Written task
Pull out each line of the records below that contains the string "hijab", copying every such line in full.

□ □ □ □

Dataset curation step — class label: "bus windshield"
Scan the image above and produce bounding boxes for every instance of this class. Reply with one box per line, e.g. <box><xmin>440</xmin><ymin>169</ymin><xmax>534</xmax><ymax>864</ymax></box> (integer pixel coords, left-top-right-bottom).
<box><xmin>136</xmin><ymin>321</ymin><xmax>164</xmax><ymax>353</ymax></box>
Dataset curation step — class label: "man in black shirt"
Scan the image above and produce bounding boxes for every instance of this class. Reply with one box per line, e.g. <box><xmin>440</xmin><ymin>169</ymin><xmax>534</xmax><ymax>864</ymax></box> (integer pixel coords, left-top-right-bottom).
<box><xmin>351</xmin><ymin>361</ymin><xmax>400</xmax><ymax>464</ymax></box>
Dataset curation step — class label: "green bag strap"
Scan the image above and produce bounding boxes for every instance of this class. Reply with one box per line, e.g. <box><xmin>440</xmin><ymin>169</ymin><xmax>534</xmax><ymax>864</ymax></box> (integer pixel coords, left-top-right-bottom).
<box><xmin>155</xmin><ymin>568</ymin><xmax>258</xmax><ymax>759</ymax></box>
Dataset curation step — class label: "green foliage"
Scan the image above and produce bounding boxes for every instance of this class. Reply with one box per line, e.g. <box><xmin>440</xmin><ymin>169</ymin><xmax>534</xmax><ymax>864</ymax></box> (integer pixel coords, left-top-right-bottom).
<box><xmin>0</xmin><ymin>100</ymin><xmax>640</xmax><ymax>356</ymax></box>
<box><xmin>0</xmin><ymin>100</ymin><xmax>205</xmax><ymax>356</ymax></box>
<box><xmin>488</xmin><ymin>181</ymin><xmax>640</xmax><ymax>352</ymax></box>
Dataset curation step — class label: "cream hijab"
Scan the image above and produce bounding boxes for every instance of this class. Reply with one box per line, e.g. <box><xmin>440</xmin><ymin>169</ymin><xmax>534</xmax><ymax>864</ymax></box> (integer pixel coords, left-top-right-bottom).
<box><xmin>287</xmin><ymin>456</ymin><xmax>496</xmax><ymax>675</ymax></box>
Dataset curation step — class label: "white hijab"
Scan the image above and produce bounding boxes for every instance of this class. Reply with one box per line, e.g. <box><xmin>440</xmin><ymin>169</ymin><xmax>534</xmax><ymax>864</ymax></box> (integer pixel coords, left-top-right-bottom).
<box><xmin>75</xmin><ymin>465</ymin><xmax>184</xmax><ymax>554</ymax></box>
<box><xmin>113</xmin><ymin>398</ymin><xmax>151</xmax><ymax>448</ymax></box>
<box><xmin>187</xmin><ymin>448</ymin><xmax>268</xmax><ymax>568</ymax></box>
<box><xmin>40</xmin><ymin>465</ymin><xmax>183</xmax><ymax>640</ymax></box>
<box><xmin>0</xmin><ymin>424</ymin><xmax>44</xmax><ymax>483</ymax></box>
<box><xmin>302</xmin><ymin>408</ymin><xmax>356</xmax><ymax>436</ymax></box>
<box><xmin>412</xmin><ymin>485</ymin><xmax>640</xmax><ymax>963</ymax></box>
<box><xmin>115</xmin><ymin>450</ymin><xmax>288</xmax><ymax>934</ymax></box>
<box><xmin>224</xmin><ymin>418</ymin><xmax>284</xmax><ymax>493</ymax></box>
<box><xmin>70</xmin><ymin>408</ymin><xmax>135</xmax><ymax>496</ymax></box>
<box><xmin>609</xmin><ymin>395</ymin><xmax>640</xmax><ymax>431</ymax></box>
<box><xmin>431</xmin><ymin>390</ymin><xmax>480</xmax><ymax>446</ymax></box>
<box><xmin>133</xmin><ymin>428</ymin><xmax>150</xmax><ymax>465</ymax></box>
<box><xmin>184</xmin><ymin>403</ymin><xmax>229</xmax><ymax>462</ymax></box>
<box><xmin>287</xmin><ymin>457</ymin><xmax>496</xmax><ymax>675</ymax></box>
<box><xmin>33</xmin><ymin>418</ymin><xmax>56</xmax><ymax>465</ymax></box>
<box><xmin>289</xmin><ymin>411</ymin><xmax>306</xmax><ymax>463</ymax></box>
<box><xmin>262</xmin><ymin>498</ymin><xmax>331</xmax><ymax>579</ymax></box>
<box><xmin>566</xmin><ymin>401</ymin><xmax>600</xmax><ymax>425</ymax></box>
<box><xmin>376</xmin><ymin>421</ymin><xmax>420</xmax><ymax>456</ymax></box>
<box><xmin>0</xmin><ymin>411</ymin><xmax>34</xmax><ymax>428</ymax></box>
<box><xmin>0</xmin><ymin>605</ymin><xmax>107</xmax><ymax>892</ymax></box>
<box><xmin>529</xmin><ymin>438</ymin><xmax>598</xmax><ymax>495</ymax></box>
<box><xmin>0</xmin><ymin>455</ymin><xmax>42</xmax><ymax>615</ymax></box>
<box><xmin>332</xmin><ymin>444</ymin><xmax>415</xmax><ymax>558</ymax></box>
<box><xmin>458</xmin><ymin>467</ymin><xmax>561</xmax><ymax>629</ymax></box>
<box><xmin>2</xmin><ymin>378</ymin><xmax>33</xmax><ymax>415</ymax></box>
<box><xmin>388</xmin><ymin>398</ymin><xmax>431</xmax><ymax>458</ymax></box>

□ □ □ □

Result of the task
Dataset curation step — class label: "cream hijab"
Dataset curation step — class label: "white hijab"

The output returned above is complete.